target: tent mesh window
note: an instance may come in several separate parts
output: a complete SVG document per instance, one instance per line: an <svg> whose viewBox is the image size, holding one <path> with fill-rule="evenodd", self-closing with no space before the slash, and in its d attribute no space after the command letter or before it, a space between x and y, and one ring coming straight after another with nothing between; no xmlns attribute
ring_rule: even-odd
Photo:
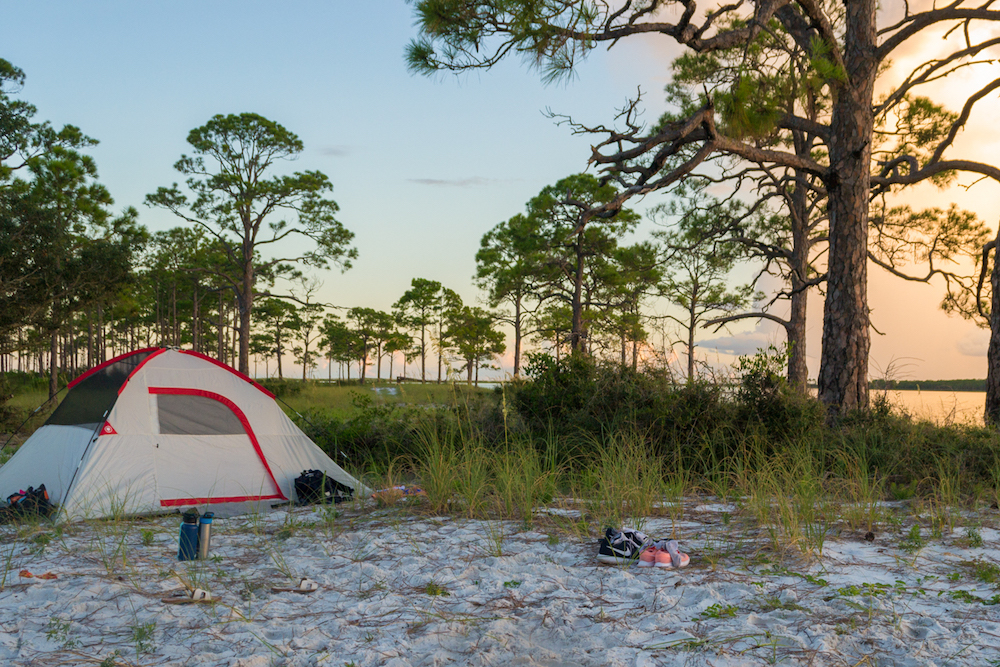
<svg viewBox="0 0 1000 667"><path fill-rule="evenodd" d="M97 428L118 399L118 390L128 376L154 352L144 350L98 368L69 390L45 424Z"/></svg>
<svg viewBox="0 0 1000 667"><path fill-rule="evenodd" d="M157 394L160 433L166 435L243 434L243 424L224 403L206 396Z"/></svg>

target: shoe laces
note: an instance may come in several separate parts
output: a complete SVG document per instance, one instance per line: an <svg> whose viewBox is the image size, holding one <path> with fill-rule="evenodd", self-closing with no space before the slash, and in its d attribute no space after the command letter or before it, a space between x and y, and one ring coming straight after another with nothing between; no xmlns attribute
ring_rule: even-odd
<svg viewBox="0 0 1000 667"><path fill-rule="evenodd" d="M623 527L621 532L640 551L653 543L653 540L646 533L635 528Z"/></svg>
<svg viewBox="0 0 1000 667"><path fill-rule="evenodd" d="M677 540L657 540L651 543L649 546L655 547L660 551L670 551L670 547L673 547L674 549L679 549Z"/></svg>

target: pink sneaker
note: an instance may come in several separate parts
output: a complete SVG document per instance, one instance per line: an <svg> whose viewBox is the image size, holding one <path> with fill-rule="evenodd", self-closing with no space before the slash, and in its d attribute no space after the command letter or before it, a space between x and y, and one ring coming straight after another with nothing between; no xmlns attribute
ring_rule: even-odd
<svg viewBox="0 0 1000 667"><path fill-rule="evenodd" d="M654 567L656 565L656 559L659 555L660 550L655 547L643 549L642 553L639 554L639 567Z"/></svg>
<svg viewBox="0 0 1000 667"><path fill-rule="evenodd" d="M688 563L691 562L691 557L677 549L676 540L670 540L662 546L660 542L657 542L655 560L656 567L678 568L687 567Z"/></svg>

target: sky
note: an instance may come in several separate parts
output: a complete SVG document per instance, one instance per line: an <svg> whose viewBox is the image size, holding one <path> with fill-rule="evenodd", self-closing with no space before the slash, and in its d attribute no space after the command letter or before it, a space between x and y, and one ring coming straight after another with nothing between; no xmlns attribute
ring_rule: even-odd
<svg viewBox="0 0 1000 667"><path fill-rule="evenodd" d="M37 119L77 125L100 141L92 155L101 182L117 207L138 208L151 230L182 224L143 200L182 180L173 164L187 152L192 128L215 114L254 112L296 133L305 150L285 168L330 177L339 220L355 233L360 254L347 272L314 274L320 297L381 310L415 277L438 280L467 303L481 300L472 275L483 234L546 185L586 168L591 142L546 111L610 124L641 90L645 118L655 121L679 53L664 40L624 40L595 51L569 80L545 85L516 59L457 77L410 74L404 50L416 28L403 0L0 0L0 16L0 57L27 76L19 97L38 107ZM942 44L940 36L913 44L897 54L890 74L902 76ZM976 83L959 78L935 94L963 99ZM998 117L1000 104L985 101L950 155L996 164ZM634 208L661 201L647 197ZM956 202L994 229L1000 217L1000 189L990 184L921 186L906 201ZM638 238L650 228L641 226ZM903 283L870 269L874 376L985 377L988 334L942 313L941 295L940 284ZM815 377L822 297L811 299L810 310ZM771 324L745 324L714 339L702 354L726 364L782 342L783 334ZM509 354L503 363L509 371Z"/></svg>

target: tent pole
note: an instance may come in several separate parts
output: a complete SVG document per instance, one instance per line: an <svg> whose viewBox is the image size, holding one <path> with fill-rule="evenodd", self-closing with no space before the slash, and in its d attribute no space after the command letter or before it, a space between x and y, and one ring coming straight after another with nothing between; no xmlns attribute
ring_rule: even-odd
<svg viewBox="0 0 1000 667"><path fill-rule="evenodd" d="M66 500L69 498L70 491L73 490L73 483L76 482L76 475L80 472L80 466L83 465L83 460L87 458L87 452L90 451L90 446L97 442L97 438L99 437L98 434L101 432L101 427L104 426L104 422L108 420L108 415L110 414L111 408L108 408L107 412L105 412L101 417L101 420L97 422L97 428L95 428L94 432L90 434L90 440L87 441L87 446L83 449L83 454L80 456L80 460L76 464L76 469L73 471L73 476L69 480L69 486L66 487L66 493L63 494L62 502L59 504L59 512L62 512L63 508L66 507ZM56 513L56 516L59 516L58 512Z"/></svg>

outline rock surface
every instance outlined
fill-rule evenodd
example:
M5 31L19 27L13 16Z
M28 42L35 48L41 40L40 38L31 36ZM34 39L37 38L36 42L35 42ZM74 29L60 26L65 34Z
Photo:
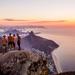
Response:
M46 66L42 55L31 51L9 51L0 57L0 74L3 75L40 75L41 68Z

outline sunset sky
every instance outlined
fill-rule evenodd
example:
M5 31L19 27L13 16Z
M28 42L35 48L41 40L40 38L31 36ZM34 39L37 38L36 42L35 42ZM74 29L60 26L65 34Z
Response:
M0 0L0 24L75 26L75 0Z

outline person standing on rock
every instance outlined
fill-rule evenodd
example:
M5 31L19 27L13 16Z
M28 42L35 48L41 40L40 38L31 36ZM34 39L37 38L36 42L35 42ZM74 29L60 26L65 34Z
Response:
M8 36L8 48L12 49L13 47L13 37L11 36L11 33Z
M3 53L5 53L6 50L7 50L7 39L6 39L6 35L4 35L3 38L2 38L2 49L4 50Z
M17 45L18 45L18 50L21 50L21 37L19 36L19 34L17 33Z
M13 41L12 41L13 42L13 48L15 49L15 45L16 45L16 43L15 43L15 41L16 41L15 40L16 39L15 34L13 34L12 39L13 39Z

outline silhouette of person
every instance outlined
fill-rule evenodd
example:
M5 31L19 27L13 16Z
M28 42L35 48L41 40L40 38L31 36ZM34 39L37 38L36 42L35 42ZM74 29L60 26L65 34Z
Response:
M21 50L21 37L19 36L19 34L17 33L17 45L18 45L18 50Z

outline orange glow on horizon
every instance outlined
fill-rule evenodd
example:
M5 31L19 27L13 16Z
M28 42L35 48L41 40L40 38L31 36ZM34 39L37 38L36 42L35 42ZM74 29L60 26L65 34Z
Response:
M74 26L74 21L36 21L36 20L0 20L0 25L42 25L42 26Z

########

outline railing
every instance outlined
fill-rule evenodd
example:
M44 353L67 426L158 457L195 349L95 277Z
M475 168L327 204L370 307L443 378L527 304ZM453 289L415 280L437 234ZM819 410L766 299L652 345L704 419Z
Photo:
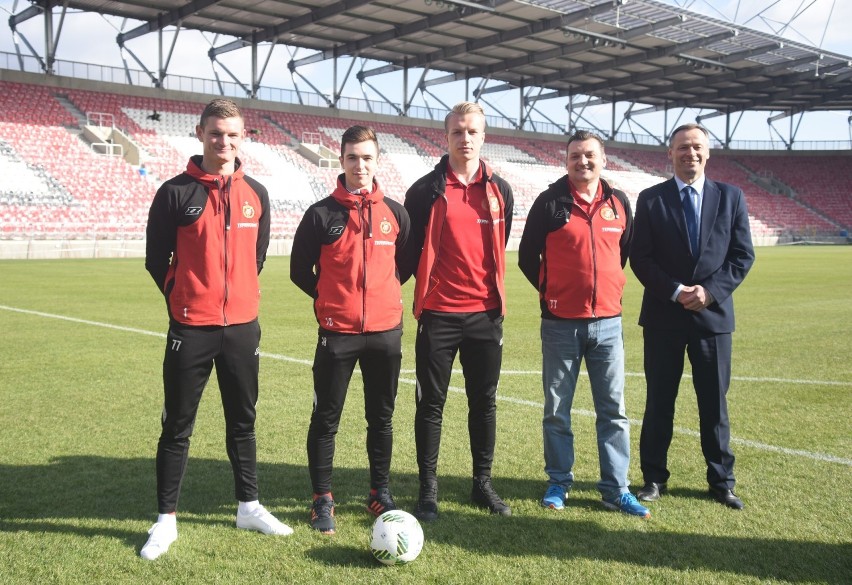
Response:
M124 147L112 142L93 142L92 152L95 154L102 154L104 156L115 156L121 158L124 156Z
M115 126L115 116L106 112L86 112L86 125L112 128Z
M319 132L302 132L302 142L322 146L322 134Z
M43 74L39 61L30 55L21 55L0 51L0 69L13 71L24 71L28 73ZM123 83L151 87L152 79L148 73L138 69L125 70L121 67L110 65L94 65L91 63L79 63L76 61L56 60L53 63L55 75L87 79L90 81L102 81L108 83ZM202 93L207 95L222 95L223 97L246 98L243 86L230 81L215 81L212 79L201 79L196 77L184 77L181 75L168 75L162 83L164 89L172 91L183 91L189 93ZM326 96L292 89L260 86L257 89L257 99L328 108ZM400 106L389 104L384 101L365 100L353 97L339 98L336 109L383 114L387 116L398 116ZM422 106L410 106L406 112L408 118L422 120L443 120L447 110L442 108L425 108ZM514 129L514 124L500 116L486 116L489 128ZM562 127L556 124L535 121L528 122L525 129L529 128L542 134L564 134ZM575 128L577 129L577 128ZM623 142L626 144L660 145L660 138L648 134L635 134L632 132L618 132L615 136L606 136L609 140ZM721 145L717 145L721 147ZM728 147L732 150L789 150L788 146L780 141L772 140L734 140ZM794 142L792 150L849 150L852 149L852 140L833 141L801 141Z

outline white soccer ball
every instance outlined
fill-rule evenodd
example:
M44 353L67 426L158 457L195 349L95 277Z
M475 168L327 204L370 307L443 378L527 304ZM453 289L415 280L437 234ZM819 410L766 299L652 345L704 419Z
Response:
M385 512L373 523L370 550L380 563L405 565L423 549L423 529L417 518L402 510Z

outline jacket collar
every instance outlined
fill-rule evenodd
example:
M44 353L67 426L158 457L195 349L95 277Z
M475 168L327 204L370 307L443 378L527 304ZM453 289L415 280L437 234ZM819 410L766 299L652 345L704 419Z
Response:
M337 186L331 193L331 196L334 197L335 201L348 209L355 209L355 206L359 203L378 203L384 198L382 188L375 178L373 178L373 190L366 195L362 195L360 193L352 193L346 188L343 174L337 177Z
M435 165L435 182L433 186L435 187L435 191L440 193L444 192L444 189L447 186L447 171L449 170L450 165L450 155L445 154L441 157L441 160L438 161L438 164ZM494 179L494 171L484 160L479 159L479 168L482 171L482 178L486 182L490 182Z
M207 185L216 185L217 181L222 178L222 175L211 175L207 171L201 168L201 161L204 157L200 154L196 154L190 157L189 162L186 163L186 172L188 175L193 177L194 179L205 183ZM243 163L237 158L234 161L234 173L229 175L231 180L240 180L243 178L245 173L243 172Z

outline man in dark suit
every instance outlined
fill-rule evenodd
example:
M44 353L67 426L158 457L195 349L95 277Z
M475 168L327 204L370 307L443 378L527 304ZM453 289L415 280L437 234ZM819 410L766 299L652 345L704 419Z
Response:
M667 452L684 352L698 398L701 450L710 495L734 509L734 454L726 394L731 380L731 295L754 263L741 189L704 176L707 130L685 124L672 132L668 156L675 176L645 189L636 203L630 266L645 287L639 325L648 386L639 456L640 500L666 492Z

########

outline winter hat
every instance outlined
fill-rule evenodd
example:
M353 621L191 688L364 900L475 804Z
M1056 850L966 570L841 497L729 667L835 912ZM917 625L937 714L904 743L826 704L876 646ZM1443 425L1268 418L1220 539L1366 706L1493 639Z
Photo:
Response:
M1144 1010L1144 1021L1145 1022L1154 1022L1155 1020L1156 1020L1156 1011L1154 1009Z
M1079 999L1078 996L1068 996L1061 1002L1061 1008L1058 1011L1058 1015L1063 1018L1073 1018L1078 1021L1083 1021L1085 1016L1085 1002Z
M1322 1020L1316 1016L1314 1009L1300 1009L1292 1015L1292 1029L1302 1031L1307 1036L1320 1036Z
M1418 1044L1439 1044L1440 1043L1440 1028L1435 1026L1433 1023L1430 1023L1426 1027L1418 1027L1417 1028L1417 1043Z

########

[About this task] Identify the lines above that contain the word "tent", then copy them.

[Response to this exercise]
target: tent mesh window
target: tent pole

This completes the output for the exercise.